■ **RECORDS TO PROCESS**
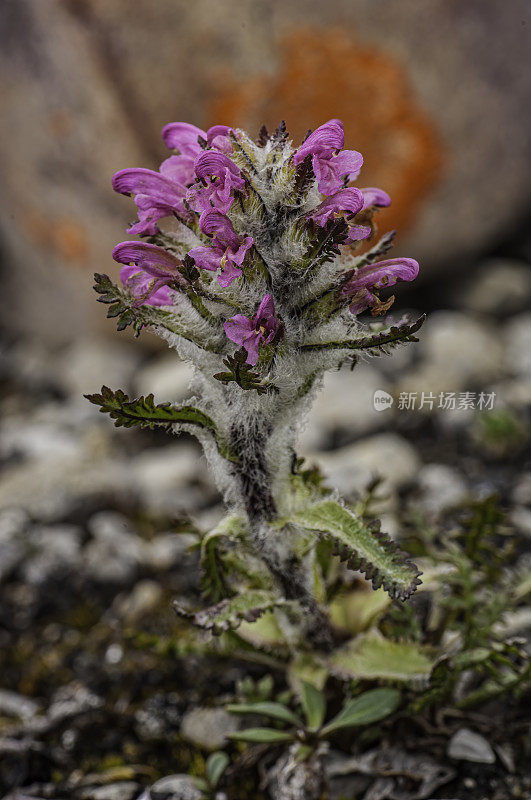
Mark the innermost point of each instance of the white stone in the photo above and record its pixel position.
(87, 365)
(208, 727)
(168, 550)
(518, 344)
(350, 468)
(166, 376)
(456, 353)
(344, 403)
(498, 285)
(441, 487)
(467, 745)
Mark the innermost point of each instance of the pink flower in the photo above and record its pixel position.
(184, 137)
(226, 251)
(157, 194)
(332, 172)
(348, 200)
(369, 279)
(249, 333)
(218, 176)
(331, 167)
(375, 197)
(323, 142)
(147, 272)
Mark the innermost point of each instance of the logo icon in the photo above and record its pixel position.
(382, 400)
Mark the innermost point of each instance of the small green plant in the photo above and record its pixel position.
(307, 734)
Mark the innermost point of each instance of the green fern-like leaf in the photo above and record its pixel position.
(145, 413)
(377, 342)
(363, 548)
(229, 614)
(122, 306)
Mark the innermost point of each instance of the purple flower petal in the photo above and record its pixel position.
(324, 141)
(152, 259)
(218, 226)
(161, 190)
(377, 276)
(207, 257)
(349, 199)
(144, 288)
(238, 328)
(218, 136)
(331, 172)
(183, 137)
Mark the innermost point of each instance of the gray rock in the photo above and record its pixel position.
(350, 468)
(142, 601)
(166, 478)
(166, 376)
(208, 727)
(56, 549)
(500, 286)
(115, 553)
(522, 491)
(441, 487)
(345, 403)
(467, 745)
(48, 490)
(121, 790)
(168, 550)
(16, 705)
(518, 344)
(21, 438)
(88, 364)
(457, 352)
(521, 519)
(175, 787)
(159, 717)
(13, 522)
(71, 701)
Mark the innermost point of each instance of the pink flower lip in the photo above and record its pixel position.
(250, 333)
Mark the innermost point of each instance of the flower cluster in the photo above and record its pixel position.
(210, 185)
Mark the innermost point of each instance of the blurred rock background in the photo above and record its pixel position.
(435, 95)
(95, 522)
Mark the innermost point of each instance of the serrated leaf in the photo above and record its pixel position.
(229, 614)
(307, 667)
(145, 413)
(313, 705)
(363, 548)
(374, 343)
(261, 736)
(216, 765)
(371, 657)
(127, 312)
(213, 579)
(266, 709)
(369, 707)
(358, 610)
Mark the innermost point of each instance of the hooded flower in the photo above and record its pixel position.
(362, 288)
(249, 333)
(331, 167)
(373, 196)
(226, 251)
(157, 194)
(218, 176)
(348, 200)
(184, 137)
(147, 272)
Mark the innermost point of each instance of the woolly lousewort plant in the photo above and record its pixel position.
(255, 263)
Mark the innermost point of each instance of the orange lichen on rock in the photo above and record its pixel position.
(325, 74)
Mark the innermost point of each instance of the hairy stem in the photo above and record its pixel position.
(249, 438)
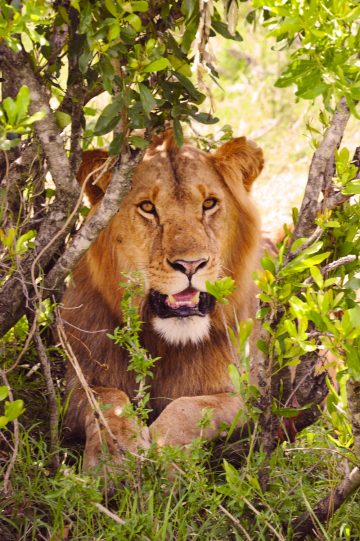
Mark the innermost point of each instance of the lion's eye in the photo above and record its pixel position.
(148, 207)
(210, 203)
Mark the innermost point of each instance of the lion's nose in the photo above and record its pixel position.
(188, 267)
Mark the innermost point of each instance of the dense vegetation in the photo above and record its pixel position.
(78, 74)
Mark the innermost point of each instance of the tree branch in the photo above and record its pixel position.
(116, 191)
(318, 169)
(325, 508)
(18, 66)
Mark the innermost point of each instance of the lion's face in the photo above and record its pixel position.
(177, 226)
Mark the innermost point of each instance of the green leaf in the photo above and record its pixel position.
(262, 346)
(352, 188)
(204, 118)
(135, 22)
(23, 243)
(14, 409)
(268, 264)
(4, 392)
(317, 276)
(222, 29)
(235, 376)
(110, 117)
(33, 118)
(62, 119)
(111, 7)
(3, 421)
(10, 109)
(220, 289)
(147, 100)
(22, 103)
(140, 5)
(157, 65)
(178, 133)
(138, 142)
(190, 88)
(116, 144)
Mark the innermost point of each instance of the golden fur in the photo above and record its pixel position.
(191, 374)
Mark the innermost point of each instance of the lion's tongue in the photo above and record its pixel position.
(188, 297)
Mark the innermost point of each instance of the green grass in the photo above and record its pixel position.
(199, 499)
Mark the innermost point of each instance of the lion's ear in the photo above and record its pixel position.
(239, 159)
(92, 160)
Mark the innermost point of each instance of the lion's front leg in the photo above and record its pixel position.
(180, 422)
(119, 433)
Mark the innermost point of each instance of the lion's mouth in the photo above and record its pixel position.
(189, 302)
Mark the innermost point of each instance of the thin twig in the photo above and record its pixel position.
(332, 266)
(106, 511)
(319, 162)
(236, 522)
(270, 526)
(325, 508)
(313, 238)
(6, 483)
(54, 414)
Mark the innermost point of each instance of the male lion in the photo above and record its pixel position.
(188, 218)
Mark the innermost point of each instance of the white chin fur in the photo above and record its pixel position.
(181, 330)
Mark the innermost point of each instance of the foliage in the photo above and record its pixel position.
(326, 39)
(14, 119)
(135, 61)
(128, 337)
(12, 410)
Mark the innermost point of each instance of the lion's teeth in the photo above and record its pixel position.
(196, 298)
(171, 300)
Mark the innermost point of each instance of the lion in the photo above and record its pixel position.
(189, 218)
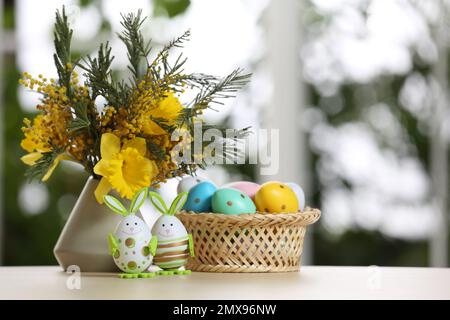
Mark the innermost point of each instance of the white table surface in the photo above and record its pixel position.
(312, 282)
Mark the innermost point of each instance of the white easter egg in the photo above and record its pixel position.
(133, 237)
(188, 182)
(299, 193)
(173, 242)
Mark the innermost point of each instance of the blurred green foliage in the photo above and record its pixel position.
(29, 239)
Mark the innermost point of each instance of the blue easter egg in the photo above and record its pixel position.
(199, 198)
(232, 201)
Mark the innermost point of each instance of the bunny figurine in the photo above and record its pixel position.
(174, 244)
(132, 245)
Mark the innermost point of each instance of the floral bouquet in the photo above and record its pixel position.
(128, 142)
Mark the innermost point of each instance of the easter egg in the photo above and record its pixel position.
(199, 198)
(249, 188)
(299, 193)
(133, 238)
(276, 197)
(188, 182)
(232, 201)
(172, 251)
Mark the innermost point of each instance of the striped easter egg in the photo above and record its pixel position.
(172, 251)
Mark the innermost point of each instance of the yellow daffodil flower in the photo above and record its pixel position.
(168, 110)
(124, 169)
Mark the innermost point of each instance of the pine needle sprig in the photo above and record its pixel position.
(41, 167)
(100, 80)
(214, 92)
(62, 57)
(137, 48)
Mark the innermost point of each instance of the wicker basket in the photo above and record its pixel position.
(247, 242)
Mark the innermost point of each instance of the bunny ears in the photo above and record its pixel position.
(115, 205)
(160, 205)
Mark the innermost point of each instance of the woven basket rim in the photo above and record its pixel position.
(304, 218)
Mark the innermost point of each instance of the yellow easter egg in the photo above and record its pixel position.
(276, 197)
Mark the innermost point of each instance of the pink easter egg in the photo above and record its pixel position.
(249, 188)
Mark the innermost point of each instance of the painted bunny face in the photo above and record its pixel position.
(168, 227)
(131, 225)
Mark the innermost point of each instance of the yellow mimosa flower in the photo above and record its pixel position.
(125, 169)
(168, 110)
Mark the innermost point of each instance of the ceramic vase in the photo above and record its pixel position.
(83, 241)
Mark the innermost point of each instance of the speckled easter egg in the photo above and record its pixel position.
(199, 198)
(232, 201)
(249, 188)
(133, 237)
(276, 197)
(188, 182)
(299, 193)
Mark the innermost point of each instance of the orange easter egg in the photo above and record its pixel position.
(276, 197)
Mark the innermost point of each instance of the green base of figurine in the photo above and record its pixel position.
(148, 275)
(144, 275)
(173, 272)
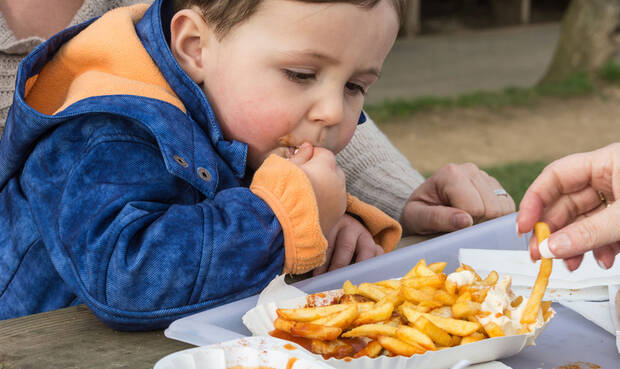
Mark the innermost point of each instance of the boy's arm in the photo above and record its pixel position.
(376, 172)
(141, 247)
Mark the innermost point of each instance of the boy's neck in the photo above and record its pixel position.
(42, 18)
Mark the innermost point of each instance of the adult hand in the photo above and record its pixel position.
(455, 197)
(328, 183)
(566, 195)
(348, 240)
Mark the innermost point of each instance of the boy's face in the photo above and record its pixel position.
(296, 72)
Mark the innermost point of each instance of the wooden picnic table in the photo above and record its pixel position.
(74, 338)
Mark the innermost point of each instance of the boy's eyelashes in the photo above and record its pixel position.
(303, 77)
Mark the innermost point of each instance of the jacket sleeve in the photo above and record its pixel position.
(142, 247)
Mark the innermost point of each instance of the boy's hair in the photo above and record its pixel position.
(225, 14)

■ **WHAT THIS TASK INVOLVES**
Look above for the line containing "Mark the innermost point of each instance of the wooden", then transcribe it and all lines after it through the last, exactly and with nothing else.

■ **EXERCISE RESPONSE**
Mark the innermost point of each instance of the wooden picnic table in the photo above and record its pixel position.
(74, 338)
Mark the innermost point of each instance of the boy's eyelashes in the photo above and record its pixel position.
(303, 77)
Mark the innermost point of each instance of the jacket sleeve in the photo above and record its pixel position.
(142, 247)
Mark the innermost point of each instance of the boy's hair in the photo above and record its pixel position.
(225, 14)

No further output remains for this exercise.